本文抜粋:

2012 Fiscal Year Research-status Report
19世紀イギリス小説における「違法性」の表象の分析
Project/Area Number |
23520321
|
Research Institution | Sophia University |
Principal Investigator |
永富 友海 上智大学, 文学部, 教授 (60305399)
|
Keywords | 売春婦 / 私生児 / 違法 / 家庭 / 兄妹 / 不義 |
Research Abstract |
1. 18世紀~19世紀英国における私生児、売春婦をめぐる当時の一次史料を、主に夏季、冬季、春季休暇を利用して、国内外の大学図書館、および British Libraryにおいて収集した。 2. 昨年度収集したDickensによる慈善行為の一環としてのUrania Cottage(売春婦の更生施設)関連の資料の読解と分析を集中的におこなった。その結果、友人に宛てた手紙や、また彼の編集する雑誌媒体で発表したこの慈善活動の報告書などに見出せる「売春婦」に関するDickensの言説と、彼の小説作品(David Copperfield)の言説との呼応関係をあぶり出すことに成功した。「売春婦」の言説は、小説作品に登場する売春婦の造形に見事に一致することで、読み取りやすい、つまり平板でパターン化したキャラクターを生み出してしまっている一方、もうひとりの「堕ちた女」としての主要女性キャラクターには、小説テクストの表面に浮上してこない抑圧された深層心理と複雑に絡み合う役割を課すという効果をあげている。さらに重要であるのは、こうしたふたりの「堕ちた女たち」に留まらず、売春婦の言説は、実は主人公 Davidのキャラクター造形に、ねじれた形で大きく関係しているのであり、この点を明らかにしたことで、ジェンダーのゆらぎが曖昧に指摘されてきたDavidの読解分析に、明確な裏付けを与えることができた。この成果はすでに論文としてまとめ、今年度出版予定の『海老根宏先生記念論集(仮題)』(松柏社)において発表予定である。 3. Dickensにおけるillegitimacyの問題をさらに追及するにあたり、彼のキャリアにおける1861年から数年間にわたる空白の時期に着目し、彼のpublicな面と、privateな側面との相克が、どのような言葉によって表象されていくかを分析するための資料収集、読解分析に着手した。
|
Current Status of Research Progress |
Current Status of Research Progress
2: Research has progressed on the whole more than it was originally planned.

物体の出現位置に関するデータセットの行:
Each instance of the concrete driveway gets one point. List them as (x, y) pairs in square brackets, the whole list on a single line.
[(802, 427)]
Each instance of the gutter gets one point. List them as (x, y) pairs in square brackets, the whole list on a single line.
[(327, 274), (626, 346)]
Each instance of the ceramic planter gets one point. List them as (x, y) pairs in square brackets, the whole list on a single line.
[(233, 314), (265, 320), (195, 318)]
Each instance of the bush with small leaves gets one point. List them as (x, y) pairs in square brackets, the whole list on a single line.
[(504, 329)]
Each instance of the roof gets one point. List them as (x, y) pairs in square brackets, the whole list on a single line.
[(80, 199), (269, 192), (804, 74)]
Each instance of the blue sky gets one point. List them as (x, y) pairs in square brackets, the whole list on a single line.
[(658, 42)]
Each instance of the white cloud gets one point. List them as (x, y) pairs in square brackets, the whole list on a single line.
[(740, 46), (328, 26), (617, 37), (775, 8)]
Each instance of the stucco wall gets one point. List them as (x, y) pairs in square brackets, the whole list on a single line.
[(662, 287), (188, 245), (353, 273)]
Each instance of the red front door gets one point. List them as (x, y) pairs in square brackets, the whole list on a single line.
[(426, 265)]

設問一覧:
A. 研究報告によると、Dickensの慈善行為の一環であったUrania Cottageはどのような施設ですか？
B. 研究報告の「2012 Fiscal Year」から「文学部, 教授 (60305399)」までの部分を、一字一句違えずに書き写してください。

解答:
A. 売春婦の更生施設です。

B.
2012 Fiscal Year Research-status Report
19世紀イギリス小説における「違法性」の表象の分析
Project/Area Number |
23520321
|
Research Institution | Sophia University |
Principal Investigator |
永富 友海 上智大学, 文学部, 教授 (60305399)